Extraigo del blog LECTORMALHERIDO una reseña sobre el último libro de Muñoz Molina que tengo intenciones de empezar a leer en breve.
El ahorísima Premio Príncipe de Asturias ha sido también Premio Nacional de Narrativa -creo que dos veces- y premio de la crítica -las minúsculas son intencionadas- y premio Planeta; y director del Cervantes de Nueva York. También lleva décadas escribiendo en el diario El País.
Con todo esto, qué quieres, es casi inmediato que muchos lectores vean con reticencia un libro ensayístico donde, en definitiva, se cuestiona el Sistema, la España cultural -mayormente- de los últimos veinte o treinta años, esa que tan bien ha tratado al propio autor.
Sin embargo, a mí Todo lo que era sólido me ha gustado bastante y hasta puede uno pensar que, si no lo hubiese escrito AMM, lo hubiese escrito otro -un otro sin premios príncipes ni directadurías del Instituto, un otro cuyo discurso vendría saboteado por la prevención contraria: el rencor- o no lo hubiese escrito nadie, que sería peor.
_ _ _ _
## Comprueba tu comprensión
1 > Según la reseña sobre el libro de Muñoz Molina, ¿en qué diario lleva décadas escribiendo el autor?
2 > Prosigue la reseña sobre el libro de Muñoz Molina a partir de su última oración.
_ _ _ _
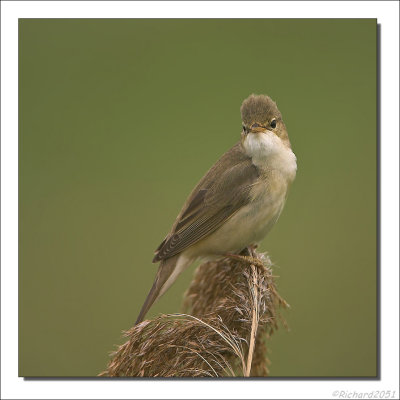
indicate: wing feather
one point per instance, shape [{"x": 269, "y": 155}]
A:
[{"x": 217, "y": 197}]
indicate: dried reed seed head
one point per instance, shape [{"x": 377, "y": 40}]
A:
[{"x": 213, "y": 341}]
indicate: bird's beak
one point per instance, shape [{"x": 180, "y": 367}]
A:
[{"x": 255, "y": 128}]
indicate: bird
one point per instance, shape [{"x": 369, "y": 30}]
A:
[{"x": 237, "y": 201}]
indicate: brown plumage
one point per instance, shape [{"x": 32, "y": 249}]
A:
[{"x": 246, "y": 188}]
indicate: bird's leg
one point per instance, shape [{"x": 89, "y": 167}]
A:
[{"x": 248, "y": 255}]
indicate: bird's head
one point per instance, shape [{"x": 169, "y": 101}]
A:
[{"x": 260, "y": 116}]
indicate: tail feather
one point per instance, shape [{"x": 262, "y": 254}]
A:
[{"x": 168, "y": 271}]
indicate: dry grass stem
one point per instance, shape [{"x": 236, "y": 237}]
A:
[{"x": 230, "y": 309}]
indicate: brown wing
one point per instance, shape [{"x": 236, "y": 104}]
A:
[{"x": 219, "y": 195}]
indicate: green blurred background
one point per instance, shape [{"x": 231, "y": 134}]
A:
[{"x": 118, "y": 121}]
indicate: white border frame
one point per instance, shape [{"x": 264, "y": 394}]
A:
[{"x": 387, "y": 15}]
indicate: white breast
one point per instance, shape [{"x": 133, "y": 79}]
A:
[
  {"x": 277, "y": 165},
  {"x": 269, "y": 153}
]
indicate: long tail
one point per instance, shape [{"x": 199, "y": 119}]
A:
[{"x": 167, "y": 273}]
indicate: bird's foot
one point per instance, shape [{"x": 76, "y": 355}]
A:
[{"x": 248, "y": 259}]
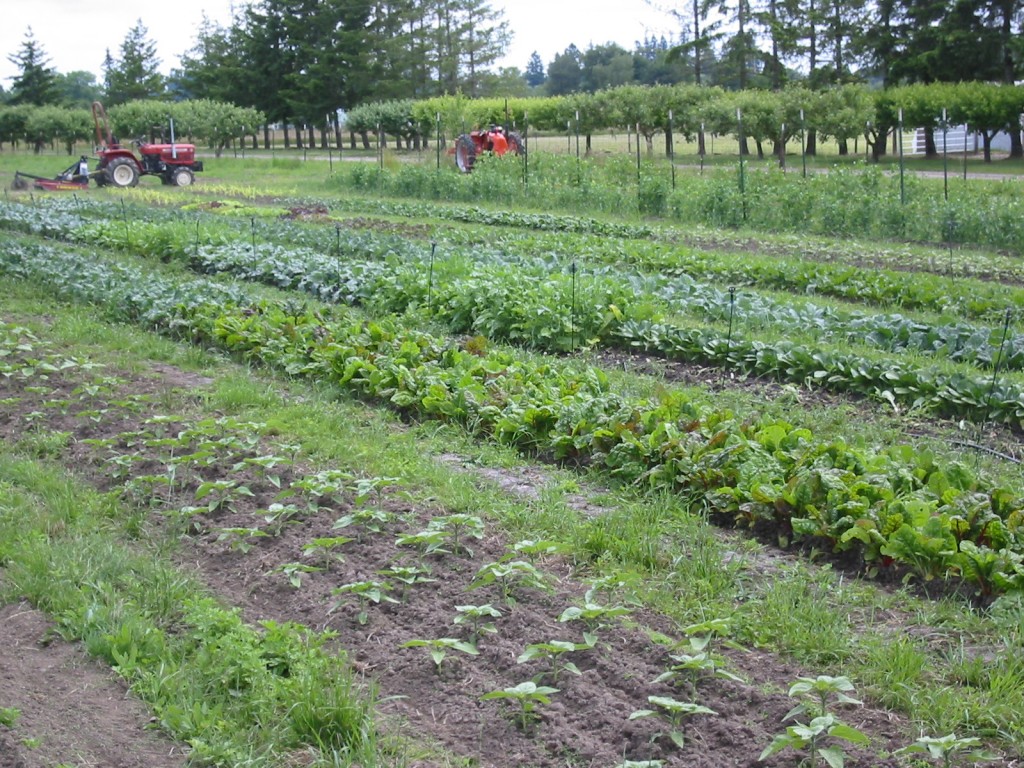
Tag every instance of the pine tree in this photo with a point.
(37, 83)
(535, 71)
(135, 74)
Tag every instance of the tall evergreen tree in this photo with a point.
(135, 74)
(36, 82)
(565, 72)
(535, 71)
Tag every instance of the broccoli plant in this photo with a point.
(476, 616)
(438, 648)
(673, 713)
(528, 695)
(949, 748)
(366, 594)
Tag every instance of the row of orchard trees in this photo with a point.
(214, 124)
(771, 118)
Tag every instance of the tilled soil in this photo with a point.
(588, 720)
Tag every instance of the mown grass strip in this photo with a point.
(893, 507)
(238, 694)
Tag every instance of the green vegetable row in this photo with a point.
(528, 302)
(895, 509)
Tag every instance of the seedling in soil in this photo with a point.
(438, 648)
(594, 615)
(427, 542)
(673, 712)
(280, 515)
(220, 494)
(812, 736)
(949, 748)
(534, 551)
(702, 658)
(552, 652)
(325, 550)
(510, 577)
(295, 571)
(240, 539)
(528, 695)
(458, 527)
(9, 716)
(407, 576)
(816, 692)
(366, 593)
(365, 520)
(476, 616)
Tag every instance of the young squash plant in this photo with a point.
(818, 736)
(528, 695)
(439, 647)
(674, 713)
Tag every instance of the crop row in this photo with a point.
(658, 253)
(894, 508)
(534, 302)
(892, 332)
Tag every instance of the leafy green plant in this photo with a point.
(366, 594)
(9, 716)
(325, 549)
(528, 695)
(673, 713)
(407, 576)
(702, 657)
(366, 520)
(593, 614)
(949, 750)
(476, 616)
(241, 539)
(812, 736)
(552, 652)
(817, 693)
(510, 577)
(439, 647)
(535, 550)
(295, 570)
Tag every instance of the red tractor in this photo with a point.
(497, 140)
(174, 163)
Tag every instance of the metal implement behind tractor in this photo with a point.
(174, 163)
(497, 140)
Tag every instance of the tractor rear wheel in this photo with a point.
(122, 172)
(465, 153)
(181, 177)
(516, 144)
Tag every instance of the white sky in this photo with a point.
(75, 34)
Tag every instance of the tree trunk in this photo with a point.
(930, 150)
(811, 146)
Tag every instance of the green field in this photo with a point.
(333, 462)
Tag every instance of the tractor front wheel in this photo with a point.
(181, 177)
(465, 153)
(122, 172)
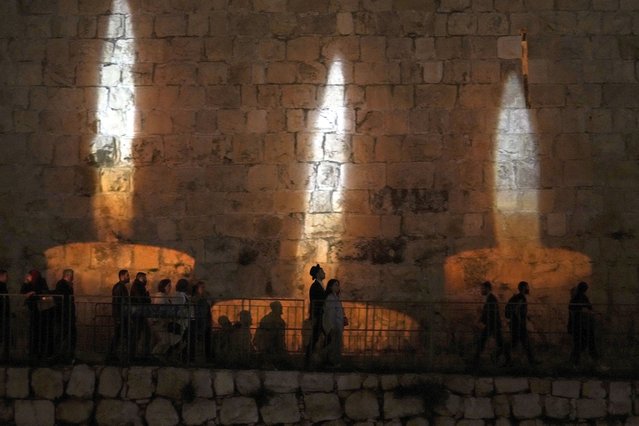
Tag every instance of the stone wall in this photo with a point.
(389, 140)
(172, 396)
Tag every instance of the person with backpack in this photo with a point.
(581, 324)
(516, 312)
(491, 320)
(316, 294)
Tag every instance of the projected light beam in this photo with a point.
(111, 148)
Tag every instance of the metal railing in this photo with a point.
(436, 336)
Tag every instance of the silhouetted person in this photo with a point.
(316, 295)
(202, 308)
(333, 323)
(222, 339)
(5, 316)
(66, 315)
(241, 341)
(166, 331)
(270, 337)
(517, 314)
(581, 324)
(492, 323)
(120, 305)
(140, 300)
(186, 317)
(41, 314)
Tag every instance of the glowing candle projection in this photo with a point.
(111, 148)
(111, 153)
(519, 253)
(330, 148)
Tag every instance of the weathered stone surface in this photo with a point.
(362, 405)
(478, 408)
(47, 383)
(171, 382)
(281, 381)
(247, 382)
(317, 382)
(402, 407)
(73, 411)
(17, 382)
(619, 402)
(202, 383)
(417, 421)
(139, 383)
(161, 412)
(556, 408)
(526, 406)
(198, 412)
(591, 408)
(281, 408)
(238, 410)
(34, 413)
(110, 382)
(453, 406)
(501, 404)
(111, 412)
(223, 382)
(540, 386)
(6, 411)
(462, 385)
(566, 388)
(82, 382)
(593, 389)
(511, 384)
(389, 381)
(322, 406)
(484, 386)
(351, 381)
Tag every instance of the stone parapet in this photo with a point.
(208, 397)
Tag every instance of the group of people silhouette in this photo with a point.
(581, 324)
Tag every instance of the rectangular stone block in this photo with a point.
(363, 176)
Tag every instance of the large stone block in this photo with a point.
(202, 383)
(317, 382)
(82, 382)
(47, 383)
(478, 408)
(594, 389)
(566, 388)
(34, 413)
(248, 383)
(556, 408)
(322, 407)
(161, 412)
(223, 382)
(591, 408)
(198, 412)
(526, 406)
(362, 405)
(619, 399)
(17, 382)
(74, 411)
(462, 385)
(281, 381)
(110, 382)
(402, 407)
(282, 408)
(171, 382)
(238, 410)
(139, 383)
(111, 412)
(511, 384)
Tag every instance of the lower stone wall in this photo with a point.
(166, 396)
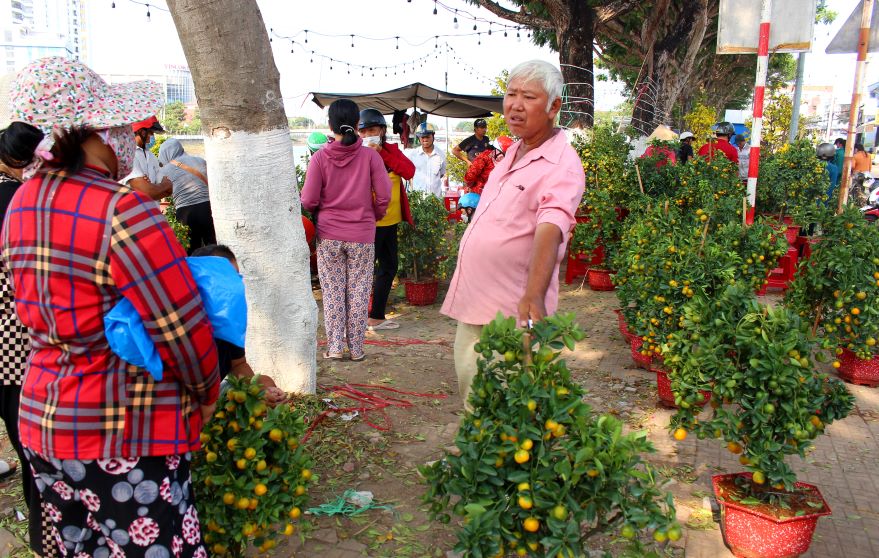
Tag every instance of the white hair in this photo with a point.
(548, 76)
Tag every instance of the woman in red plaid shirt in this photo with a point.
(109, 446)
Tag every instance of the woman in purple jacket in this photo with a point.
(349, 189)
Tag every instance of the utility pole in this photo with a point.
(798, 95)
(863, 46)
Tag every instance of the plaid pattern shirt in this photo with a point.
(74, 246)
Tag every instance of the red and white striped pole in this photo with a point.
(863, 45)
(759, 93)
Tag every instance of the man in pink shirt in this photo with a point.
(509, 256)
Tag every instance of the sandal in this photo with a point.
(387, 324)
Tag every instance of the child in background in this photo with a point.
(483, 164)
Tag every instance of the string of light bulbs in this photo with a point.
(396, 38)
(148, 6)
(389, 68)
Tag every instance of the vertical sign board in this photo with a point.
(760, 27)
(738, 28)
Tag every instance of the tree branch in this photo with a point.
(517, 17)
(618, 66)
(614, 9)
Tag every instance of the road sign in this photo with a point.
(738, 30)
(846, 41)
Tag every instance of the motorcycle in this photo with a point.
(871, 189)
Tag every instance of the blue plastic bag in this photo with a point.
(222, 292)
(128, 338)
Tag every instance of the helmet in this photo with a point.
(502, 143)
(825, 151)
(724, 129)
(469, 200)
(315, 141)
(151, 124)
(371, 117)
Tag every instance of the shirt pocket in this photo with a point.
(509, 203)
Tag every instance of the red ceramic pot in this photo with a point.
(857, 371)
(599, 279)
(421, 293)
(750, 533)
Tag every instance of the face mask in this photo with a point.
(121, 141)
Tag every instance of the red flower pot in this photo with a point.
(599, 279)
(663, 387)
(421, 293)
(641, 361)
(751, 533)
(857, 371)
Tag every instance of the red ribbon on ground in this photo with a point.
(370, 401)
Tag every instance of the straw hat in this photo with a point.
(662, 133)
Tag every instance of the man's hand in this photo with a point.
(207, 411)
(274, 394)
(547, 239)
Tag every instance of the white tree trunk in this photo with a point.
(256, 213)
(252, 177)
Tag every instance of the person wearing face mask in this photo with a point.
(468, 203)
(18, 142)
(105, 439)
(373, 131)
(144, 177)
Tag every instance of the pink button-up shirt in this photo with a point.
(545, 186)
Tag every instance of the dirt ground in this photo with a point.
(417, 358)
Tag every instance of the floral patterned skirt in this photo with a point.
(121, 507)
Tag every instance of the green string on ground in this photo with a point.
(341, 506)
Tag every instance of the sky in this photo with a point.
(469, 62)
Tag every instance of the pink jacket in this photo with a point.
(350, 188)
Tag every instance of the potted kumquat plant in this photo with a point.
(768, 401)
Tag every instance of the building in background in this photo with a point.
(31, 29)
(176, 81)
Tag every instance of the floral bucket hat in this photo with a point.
_ _ _ _
## Soluciones propuestas
1 > En El País.

2 >
Muñoz Molina da cuenta en estas páginas del dispendio continuado que desde las administraciones públicas se hizo alegremente, tan alegremente que eran todos muy felices, siempre de viajes y conmemoraciones e inauguraciones y fiestas patronales y armando alocados proyectos arquitectónicos feísimos. Son los mejores tramos del libro aquellos en los que se detalla la estupidez española de “desembarcar” en Nueva York -la música, la moda, la literatura- mediante la sabia estrategia de pagarlo todo ellos y no conseguir que nadie en Nueva York se enterara de dicho desembarco. Al parecer, cuando un español dice que desembarca en Nueva York con sus cosas, sus retales, su sector industrial está diciendo que ha alquilado por precios (pag. 117) escandalosos una sala del museo Guggenheim o de donde sea y la ha llenado con sus amigos para que luego la prensa española certifique desde Madrid que en Nueva York no se habla de otra cosa que de lo tonto que puede ser un español.
Resulta útil o sutil o consútil o inútil la diferencia que arma el autor entre “pueblo” y “ciudadanía”, dando al primero todos los palos y culpas y al segundo el futuro y su respeto. Menos precisa parece la afirmación, eminentemente progre (pag. 102) de que “la democracia tiene que ser enseñada”. También la dictadura tuvo que ser enseñada, durante 46 años.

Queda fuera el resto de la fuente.